=== Document passage ===

United States District Court, E.D. New York.
Jan 23, 2013
921 F. Supp. 2d 1 (E.D.N.Y. 2013)

Summary

finding that " notation of ‘freight prepaid’ does not necessarily mean that the freight has been paid to the carrier"

Summary of this case from Maersk Line v. Carew

Opinion

No. CV 10–1514.

2013-01-23

CMA–CGM (CANADA), INC., Plaintiff, v. WORLD SHIPPERS CONSULTANTS, LTD., Defendant.

The Law Offices of Mark McKew, PLLC, by Mark L. McKew, Esq., New York, NY, for Plaintiff. Chalos & Co., P.C., by George M. Chalos, Esq., Katherine N. Christodoulatos, Esq., Oyster Bay, NY, for Defendant.



The Law Offices of Mark McKew, PLLC, by Mark L. McKew, Esq., New York, NY, for Plaintiff. Chalos & Co., P.C., by George M. Chalos, Esq., Katherine N. Christodoulatos, Esq., Oyster Bay, NY, for Defendant.

MEMORANDUM AND ORDER


, District Judge.

This is a case commenced by Plaintiff to recover shipping charges from Defendant. Plaintiff claims that the clear terms of the parties' agreement as well as their course of dealing require payment. Defendant claims that as an agent for a disclosed principal, it is not required to make payment for the shipping and associated costs incurred. A non-jury trial was held on October 25, 2012. The parties have submitted proposed post-trial findings and conclusions. Upon consideration thereof and the proceedings herein, this constitutes the Court's Findings of Fact and Conclusions of Law.

FINDINGS OF FACT

I. The Parties and the Industry

1. Plaintiff CMA–CGM (CANADA), Inc. (“CMA”) is a Canadian corporation that, at all relevant times, acted as the agent of companies known as CMA–CGM S.A. and Delmas.

2. CMA–CGM S.A. (“CMA S.A.”) is an ocean carrier engaged in the international transport of containerized cargo. Delmas is a brand of CMA S.A. that, at times relevant hereto, specialized in the transport of containerized cargo between North America to and from West Africa.

3. CMA, as an agent of both Delmas and CMA S.A. was at all relevant times, engaged in the business of providing and/or arranging for international ocean shipping and related work, materials and services.

4. Defendant World Shippers Consultants, Ltd. (“World Shippers”) is a corporation located within this District. World Shippers provides services to entities in need of shipping services such as those provided by CMA.

5. The services provided by World Shippers include the booking of cargo container space on vessels such as those operated by CMA and its agent, Delmas.

=== Task a ===
In the court opinion, on what date was the non-jury trial held?
The court opinion and the rows below it come from unrelated sources.

=== Material shown ===
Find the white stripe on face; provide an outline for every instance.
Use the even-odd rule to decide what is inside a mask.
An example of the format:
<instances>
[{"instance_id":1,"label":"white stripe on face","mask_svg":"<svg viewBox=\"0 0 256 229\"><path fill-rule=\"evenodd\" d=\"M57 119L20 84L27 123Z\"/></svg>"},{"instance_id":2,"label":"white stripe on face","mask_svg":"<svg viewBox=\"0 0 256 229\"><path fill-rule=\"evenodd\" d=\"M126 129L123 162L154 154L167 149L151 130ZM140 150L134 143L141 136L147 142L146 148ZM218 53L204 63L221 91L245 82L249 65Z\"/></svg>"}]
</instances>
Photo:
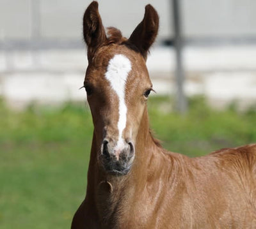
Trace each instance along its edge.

=== Task b ===
Retype the rows exactly, beginning with their first line and stopping after the line that contains "<instances>".

=== Reply a ===
October 25, 2012

=== Reply b ===
Find the white stripe on face; provide an outline for every instance.
Use the even-odd rule to decide what is inside a mask.
An example of the format:
<instances>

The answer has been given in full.